## [DOCUMENT SEGMENT]
------------------------------------

Show Up Like It Matters
Dress like you would for an in-person meeting. Not because anyone can see your pants, but because how you dress affects how you carry yourself. People who show up to professional video calls looking like they just rolled out of bed communicate that the interaction isn’t important enough to prepare for. That message comes through the screen whether you intend it or not.
Look at the camera when you’re speaking, not at the screen. This is counterintuitive because you want to watch the other person’s face, but looking at the screen means you’re looking slightly down or to the side from their perspective. Looking at the camera simulates eye contact. It feels unnatural at first. Practice until it doesn’t.
Sit up straight. Don’t fidget. Don’t multitask. The other person can tell when you’re reading email during a call even if they can’t see your screen. Your eyes move differently, your responses come half a second late, and your engagement drops in ways that are obvious to anyone paying attention.
How I Run a Client Interview
My ghostwriting interviews are structured but conversational. I come in with questions prepared, but I let the client talk. The best material almost always comes from tangents, from the story they didn’t plan to tell, from the detail they mention casually that turns out to be the emotional core of an entire chapter.
Occasionally clients try to rush the process or take control of the interview. They want to skip ahead, cover everything in one session, or steer the conversation toward what they think is important rather than following the questions I’ve prepared. When this happens, I bring them back and explain that we need to follow the process to give them the best book possible. The interview structure exists for a reason. It’s designed to extract material that the client doesn’t even know they have, and rushing it means missing the best parts of their story.

------------------------------------

## [Natural-language object grounding records]
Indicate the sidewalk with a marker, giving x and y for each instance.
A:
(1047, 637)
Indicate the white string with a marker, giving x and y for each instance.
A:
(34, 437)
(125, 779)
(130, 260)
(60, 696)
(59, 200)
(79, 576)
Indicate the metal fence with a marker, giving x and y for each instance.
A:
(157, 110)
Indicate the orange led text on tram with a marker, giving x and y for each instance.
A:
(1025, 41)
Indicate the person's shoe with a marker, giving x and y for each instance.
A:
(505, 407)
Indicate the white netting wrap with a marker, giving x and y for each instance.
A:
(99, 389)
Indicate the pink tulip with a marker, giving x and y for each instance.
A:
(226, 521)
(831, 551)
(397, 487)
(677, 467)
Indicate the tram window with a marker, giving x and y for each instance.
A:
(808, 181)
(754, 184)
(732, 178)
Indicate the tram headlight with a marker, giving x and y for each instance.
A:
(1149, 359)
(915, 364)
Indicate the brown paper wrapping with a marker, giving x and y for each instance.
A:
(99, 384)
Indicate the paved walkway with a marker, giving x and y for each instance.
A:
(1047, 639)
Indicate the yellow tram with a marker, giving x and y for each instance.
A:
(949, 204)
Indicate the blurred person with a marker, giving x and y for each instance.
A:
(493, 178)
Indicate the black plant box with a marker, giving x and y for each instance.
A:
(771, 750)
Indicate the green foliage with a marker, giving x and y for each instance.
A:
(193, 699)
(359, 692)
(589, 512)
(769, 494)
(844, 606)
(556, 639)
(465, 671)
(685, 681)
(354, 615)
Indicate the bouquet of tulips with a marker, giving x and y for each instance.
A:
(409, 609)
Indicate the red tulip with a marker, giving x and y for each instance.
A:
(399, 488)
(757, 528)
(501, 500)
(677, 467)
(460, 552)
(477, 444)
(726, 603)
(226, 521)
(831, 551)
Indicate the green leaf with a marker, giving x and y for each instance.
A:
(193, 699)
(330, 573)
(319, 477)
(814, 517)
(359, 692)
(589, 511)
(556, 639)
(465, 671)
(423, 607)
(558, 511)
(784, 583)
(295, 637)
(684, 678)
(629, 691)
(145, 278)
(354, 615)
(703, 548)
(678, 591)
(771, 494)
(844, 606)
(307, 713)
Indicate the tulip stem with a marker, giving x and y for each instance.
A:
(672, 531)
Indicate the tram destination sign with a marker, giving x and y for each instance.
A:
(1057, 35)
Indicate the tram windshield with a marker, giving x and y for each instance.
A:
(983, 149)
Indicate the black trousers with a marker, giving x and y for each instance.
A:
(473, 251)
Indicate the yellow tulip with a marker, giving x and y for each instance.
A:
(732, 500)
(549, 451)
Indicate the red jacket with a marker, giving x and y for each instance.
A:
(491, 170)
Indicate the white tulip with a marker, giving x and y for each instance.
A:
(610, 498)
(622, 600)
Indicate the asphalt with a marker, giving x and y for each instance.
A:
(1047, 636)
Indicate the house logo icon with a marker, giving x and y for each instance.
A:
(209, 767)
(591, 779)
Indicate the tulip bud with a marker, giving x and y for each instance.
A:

------------------------------------

## [WHAT TO WORK ON]
Please continue the piece on video calls and ghostwriting client interviews, starting right after its last sentence.

## [WRITTEN RESPONSE]
I record every interview. The recordings become the raw material for the book. After each session, I create an AI-generated summary using Claude, which gives me a structured overview of what was covered, key quotes, and themes that emerged. I don’t use Zoom’s built-in summary feature because it doesn’t produce the depth or organization I need. The AI summary becomes a working document I reference throughout the writing process, but it doesn’t replace listening to the recordings themselves. I go back to the audio multiple times, catching details I missed in real time, hearing the way the client emphasizes certain words, noticing where their voice changes when they talk about something that matters to them. These details shape the voice of the manuscript in ways that summaries alone can’t capture.
The most important skill in a video interview isn’t asking good questions. It’s listening. Really listening, not waiting for your turn to talk. When the other person feels heard, they open up. When they open up, the material gets better. When the material gets better, the book gets better. Everything flows from the quality of attention you bring to the conversation.
If You’re the One Being Interviewed
Prepare, but don’t over-rehearse. Scripted answers sound scripted, and the interviewer can tell. Know the key points you want to make, but deliver them conversationally. The best interviews feel like conversations, not performances.
Answer the question that was asked, not the question you wish they’d asked. This is the most common mistake in any interview format. The interviewer asked something specific. Address it directly before expanding into related territory. If you don’t understand the question, ask for clarification. That’s not weakness. It’s respect for the other person’s time.
Follow up afterward. A brief email thanking the interviewer and referencing something specific from the conversation shows that you were paying attention and that you value the interaction. This is basic professional courtesy, and the number of people who skip it is remarkable.